QUOTED TEXT —
** START **
Figure 1 gives an example regression tree for \({ target}(\mathsf {X})\). If we are scoring the node \(q(\mathsf {X,Y})\), we split all the examples that satisfy \(p(\mathsf {X})\) into two sets \({\mathcal {I}}\) and \({\mathcal {J}}\). \({\mathcal {I}}\) contains all examples that have at least one grounding for \(q(\mathsf {X,Y})\) and \({\mathcal {J}}\) contains the rest; \({ target}(\mathsf {x}_1)\) would be in \({\mathcal {I}}\) if \(p(\mathsf {x}_1) \wedge q(\mathsf {x}_1, \mathsf {Y})\) is true and \({ target}(\mathsf {x}_2)\) would be in \({\mathcal {J}}\), if \(p(\mathsf {x}_2) \wedge (\forall \mathsf {Y}, \lnot q(\mathsf {x}_2, \mathsf {Y}))\) is true. The parameter \(n_{\mathsf {x}_1,1}\) corresponds to the number of groundings of \(p(\mathsf {x}_1) \wedge q(\mathsf {x}_1, \mathsf {Y})\), while \(n_{\mathsf {x}_2,2}\) corresponds to the number of groundings of \(p(\mathsf {x}_2) \wedge (\forall \mathsf {Y}, \lnot q(\mathsf {X}_2, \mathsf {Y})\). The corresponding ordered list of MLN rules is: \(w_1: p(\mathsf {X}), q(\mathsf {X, Y}) \rightarrow { target}(\mathsf {X}), w_2: p(\mathsf {X}) \rightarrow { target}(\mathsf {X}), w_3: { target}(\mathsf {X})\).
** END **
TASK TO COMPLETE —
Can you return the entire regression tree passage word for word? Rely on nothing but the regression tree passage.

GIVEN ENTRIES —
** START **
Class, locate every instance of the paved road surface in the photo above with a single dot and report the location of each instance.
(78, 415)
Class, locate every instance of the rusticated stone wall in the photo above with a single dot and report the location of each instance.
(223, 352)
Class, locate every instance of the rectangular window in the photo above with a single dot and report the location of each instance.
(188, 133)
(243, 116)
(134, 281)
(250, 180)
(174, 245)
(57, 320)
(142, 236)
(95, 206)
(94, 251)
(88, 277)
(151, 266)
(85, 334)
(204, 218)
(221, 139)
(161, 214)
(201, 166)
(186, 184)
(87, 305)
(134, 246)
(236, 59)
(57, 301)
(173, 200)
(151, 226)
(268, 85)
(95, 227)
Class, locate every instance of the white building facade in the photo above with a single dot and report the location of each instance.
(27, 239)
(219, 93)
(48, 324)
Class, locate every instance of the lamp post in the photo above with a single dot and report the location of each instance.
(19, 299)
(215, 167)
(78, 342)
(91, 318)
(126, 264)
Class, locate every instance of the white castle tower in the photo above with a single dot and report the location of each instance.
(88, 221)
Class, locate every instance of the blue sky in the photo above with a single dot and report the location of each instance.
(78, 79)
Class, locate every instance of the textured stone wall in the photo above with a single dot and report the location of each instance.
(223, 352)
** END **
TASK RESULT —
Figure 1 gives an example regression tree for \({ target}(\mathsf {X})\). If we are scoring the node \(q(\mathsf {X,Y})\), we split all the examples that satisfy \(p(\mathsf {X})\) into two sets \({\mathcal {I}}\) and \({\mathcal {J}}\). \({\mathcal {I}}\) contains all examples that have at least one grounding for \(q(\mathsf {X,Y})\) and \({\mathcal {J}}\) contains the rest; \({ target}(\mathsf {x}_1)\) would be in \({\mathcal {I}}\) if \(p(\mathsf {x}_1) \wedge q(\mathsf {x}_1, \mathsf {Y})\) is true and \({ target}(\mathsf {x}_2)\) would be in \({\mathcal {J}}\), if \(p(\mathsf {x}_2) \wedge (\forall \mathsf {Y}, \lnot q(\mathsf {x}_2, \mathsf {Y}))\) is true. The parameter \(n_{\mathsf {x}_1,1}\) corresponds to the number of groundings of \(p(\mathsf {x}_1) \wedge q(\mathsf {x}_1, \mathsf {Y})\), while \(n_{\mathsf {x}_2,2}\) corresponds to the number of groundings of \(p(\mathsf {x}_2) \wedge (\forall \mathsf {Y}, \lnot q(\mathsf {X}_2, \mathsf {Y})\). The corresponding ordered list of MLN rules is: \(w_1: p(\mathsf {X}), q(\mathsf {X, Y}) \rightarrow { target}(\mathsf {X}), w_2: p(\mathsf {X}) \rightarrow { target}(\mathsf {X}), w_3: { target}(\mathsf {X})\).